───── Records for processing ─────
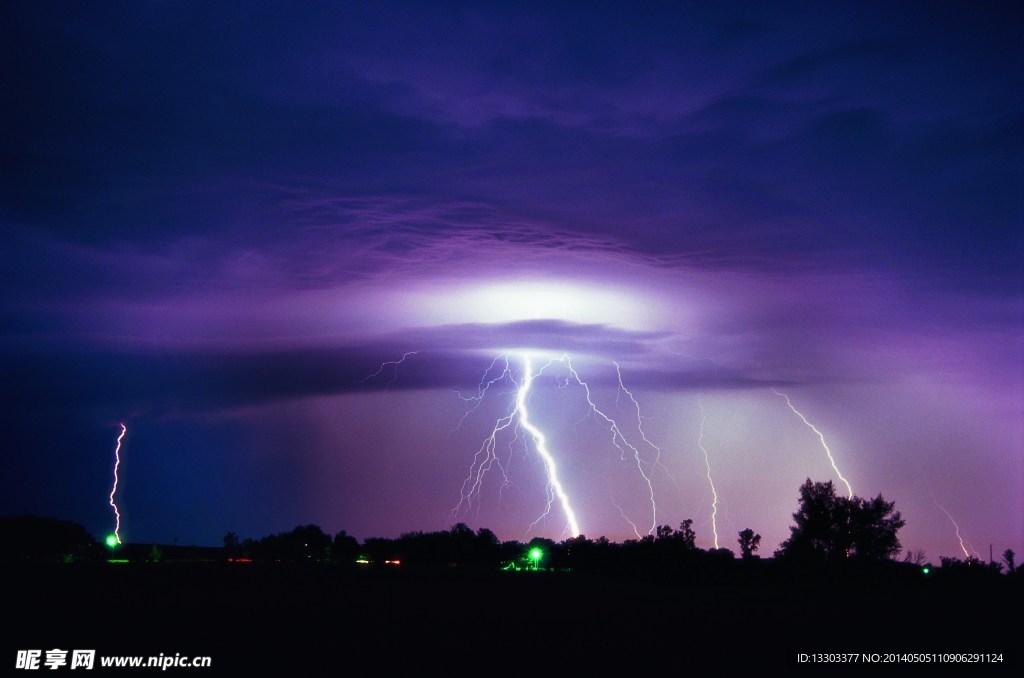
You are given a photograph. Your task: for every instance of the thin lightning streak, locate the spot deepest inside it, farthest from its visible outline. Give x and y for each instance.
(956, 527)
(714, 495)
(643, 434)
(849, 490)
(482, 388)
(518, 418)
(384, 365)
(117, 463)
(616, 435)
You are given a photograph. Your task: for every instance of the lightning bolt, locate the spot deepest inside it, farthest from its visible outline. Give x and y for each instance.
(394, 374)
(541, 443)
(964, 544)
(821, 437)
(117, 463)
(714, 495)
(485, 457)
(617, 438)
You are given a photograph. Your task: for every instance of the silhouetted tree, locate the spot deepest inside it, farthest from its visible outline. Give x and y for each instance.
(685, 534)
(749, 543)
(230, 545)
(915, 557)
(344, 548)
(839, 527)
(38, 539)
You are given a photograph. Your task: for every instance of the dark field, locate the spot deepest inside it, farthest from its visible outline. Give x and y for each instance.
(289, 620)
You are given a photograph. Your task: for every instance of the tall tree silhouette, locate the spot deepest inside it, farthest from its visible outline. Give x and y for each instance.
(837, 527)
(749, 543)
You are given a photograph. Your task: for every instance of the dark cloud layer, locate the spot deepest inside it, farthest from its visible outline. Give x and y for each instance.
─────
Reproduce all of the entries above verbatim, omitting the pictures.

Written answer:
You are given a photograph. Your task: for every instance of the thin lightning streak, locate the spot deepest inside it, farthest from its visible outline. Give x and y for each instance.
(956, 527)
(714, 495)
(643, 434)
(849, 490)
(482, 388)
(518, 418)
(384, 365)
(117, 463)
(616, 435)
You are given a photograph. Your task: for every instance of the lightning bolt, locate the spot deepest inside it, farthest from its visible outline. Give x and y for each instance.
(394, 374)
(541, 443)
(964, 544)
(821, 437)
(117, 463)
(714, 495)
(485, 457)
(617, 438)
You are given a photograph. Your task: for every instance of the silhouetted tree, locate the spot deepest inside it, farthest from its visible outline. Give x and y for each instance.
(685, 534)
(749, 543)
(230, 545)
(915, 557)
(344, 548)
(839, 527)
(38, 539)
You are given a photograph. Your task: for every instance of the dark field, locate the spot deepest inside it, farthest from its visible outline. Give x and y for each instance.
(289, 620)
You are given a photograph. Your task: for every instance of the tall tree silhouette, locate the spot deepest inside it, farthest from its visible outline. Give x and y for each instance.
(837, 527)
(749, 543)
You are given a photograph. Your task: for every instance of the dark cloud layer, locate the spot deepest inside it, farthest from its visible outline. Give x and y for each instance.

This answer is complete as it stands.